MATERIAL SUPPLIED
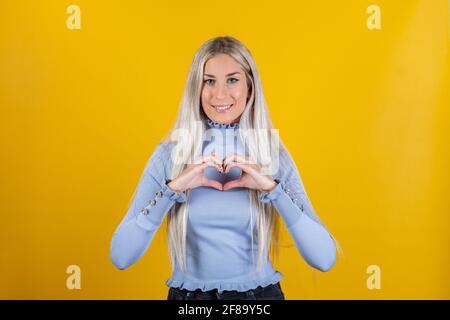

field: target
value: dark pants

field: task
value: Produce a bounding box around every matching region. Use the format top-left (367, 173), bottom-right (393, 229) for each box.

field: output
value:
top-left (167, 282), bottom-right (285, 300)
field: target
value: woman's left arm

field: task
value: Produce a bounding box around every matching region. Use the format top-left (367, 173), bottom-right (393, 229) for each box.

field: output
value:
top-left (259, 151), bottom-right (337, 272)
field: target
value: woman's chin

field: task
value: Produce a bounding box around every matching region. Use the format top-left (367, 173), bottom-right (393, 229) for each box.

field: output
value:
top-left (212, 115), bottom-right (237, 124)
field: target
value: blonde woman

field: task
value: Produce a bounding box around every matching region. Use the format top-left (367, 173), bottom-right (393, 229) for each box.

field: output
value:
top-left (110, 36), bottom-right (338, 300)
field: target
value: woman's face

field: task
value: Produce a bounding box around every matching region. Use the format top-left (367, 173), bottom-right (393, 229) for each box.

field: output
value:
top-left (201, 53), bottom-right (249, 124)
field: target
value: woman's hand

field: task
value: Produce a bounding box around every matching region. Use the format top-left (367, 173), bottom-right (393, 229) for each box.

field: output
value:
top-left (222, 153), bottom-right (278, 193)
top-left (167, 152), bottom-right (224, 193)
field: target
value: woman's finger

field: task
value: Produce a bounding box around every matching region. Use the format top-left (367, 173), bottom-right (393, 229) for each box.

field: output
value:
top-left (203, 152), bottom-right (223, 167)
top-left (222, 178), bottom-right (245, 191)
top-left (199, 160), bottom-right (223, 173)
top-left (223, 153), bottom-right (252, 167)
top-left (203, 178), bottom-right (223, 191)
top-left (191, 151), bottom-right (222, 166)
top-left (225, 162), bottom-right (254, 175)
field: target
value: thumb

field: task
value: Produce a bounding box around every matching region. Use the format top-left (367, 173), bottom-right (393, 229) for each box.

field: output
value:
top-left (203, 178), bottom-right (223, 191)
top-left (222, 179), bottom-right (245, 191)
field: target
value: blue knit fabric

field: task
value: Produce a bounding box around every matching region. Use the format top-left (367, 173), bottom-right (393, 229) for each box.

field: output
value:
top-left (110, 117), bottom-right (336, 293)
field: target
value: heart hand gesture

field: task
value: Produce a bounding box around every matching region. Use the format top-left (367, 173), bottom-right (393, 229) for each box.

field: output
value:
top-left (167, 152), bottom-right (278, 193)
top-left (167, 152), bottom-right (224, 193)
top-left (222, 153), bottom-right (277, 193)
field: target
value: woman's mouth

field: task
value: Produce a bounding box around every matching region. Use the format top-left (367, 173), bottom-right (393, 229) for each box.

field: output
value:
top-left (212, 104), bottom-right (233, 113)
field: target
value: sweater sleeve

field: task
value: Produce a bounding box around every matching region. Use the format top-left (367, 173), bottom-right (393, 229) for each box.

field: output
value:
top-left (259, 149), bottom-right (337, 272)
top-left (110, 143), bottom-right (186, 270)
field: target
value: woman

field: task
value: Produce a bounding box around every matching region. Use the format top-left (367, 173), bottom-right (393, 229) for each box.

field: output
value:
top-left (110, 36), bottom-right (338, 300)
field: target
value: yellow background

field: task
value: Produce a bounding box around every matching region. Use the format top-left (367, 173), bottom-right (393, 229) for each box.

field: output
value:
top-left (0, 0), bottom-right (449, 299)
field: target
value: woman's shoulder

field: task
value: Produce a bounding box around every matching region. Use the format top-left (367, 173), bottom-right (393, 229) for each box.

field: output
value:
top-left (141, 141), bottom-right (176, 179)
top-left (274, 145), bottom-right (298, 179)
top-left (154, 141), bottom-right (176, 159)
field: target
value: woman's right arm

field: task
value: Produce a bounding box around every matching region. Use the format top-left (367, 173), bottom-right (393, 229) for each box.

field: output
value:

TASK REQUIREMENTS
Write the material out again word for word and omit any images.

ANSWER SPACE
field: target
value: dark pants

field: task
value: Produce a bounding box around every matching region. Use the format top-left (367, 173), bottom-right (393, 229) for each box.

field: output
value:
top-left (167, 282), bottom-right (285, 300)
field: target
value: woman's left arm

field: task
value: Produce a bounding box around every matching region. Use the format top-left (367, 173), bottom-right (393, 229) for each box.

field: output
value:
top-left (259, 151), bottom-right (337, 272)
field: target
value: woman's chin

field: task
value: Produce a bounding box around every matching region. Use the format top-left (367, 173), bottom-right (393, 229) for each box.

field: output
value:
top-left (212, 115), bottom-right (237, 124)
field: target
value: blonde woman

field: task
value: Produce a bounding box around every matching region. Use the format top-left (367, 173), bottom-right (393, 229) for each box.

field: output
value:
top-left (110, 36), bottom-right (338, 300)
field: target
value: woman's face

field: task
value: Produce a bounding box around every matching region. Use the format top-left (367, 173), bottom-right (393, 229) for each box.

field: output
value:
top-left (201, 53), bottom-right (249, 124)
field: target
value: woman's hand

field: task
value: Produce a bounding box around every matching region. Use the format top-left (367, 173), bottom-right (393, 229) for each box.

field: output
value:
top-left (222, 153), bottom-right (278, 193)
top-left (167, 152), bottom-right (224, 193)
field: target
value: woman's finger

field: task
value: Produce a bounding box around every matching region. Use the format top-left (367, 173), bottom-right (393, 229) for each box.

field: output
value:
top-left (203, 152), bottom-right (223, 167)
top-left (222, 178), bottom-right (245, 191)
top-left (199, 160), bottom-right (223, 173)
top-left (223, 153), bottom-right (252, 167)
top-left (203, 178), bottom-right (223, 191)
top-left (191, 151), bottom-right (222, 166)
top-left (225, 162), bottom-right (254, 175)
field: target
value: thumb

field: task
value: Produce a bounding box around every matching region. Use the format top-left (367, 173), bottom-right (393, 229) for each box.

field: output
value:
top-left (203, 178), bottom-right (223, 191)
top-left (222, 179), bottom-right (245, 191)
field: target
value: blue knit fabric

field: task
value: Produce a bounding box around every matching region. Use the format top-left (367, 173), bottom-right (393, 229) for each box.

field: output
value:
top-left (110, 117), bottom-right (336, 293)
field: target
value: heart hand gesture

field: task
value: Produce a bounding box around every matching region. Use the format top-left (367, 173), bottom-right (393, 229) for each box.

field: output
value:
top-left (167, 152), bottom-right (278, 193)
top-left (167, 152), bottom-right (224, 193)
top-left (222, 153), bottom-right (277, 193)
field: target
value: woman's mouth

field: task
value: Produce a bounding box around every matching region. Use the format top-left (367, 173), bottom-right (393, 229) for each box.

field: output
value:
top-left (212, 104), bottom-right (233, 113)
field: target
value: sweater sleeve

field: task
value: Produce a bounding box around every matching region. Use the format top-left (367, 173), bottom-right (393, 229) for each box.

field: output
value:
top-left (259, 149), bottom-right (337, 272)
top-left (110, 143), bottom-right (186, 270)
field: target
value: woman

field: task
value: Produce a bounding box around every matching region. Use the format top-left (367, 173), bottom-right (393, 229) for each box.

field: output
value:
top-left (110, 36), bottom-right (338, 300)
field: target
value: yellow background

field: task
value: Produce a bounding box around every matching region. Use the format top-left (367, 173), bottom-right (393, 229) for each box.

field: output
value:
top-left (0, 0), bottom-right (449, 299)
field: target
value: woman's shoulder

field: task
value: Produce a bounding box around every matching region. Use the format top-left (367, 173), bottom-right (393, 229) for each box.

field: output
value:
top-left (141, 141), bottom-right (176, 179)
top-left (274, 145), bottom-right (298, 179)
top-left (154, 141), bottom-right (176, 159)
field: target
value: woman's right arm

field: task
value: Produce a bounding box around every matching region. Use the format top-left (367, 173), bottom-right (393, 229) for each box.

field: output
value:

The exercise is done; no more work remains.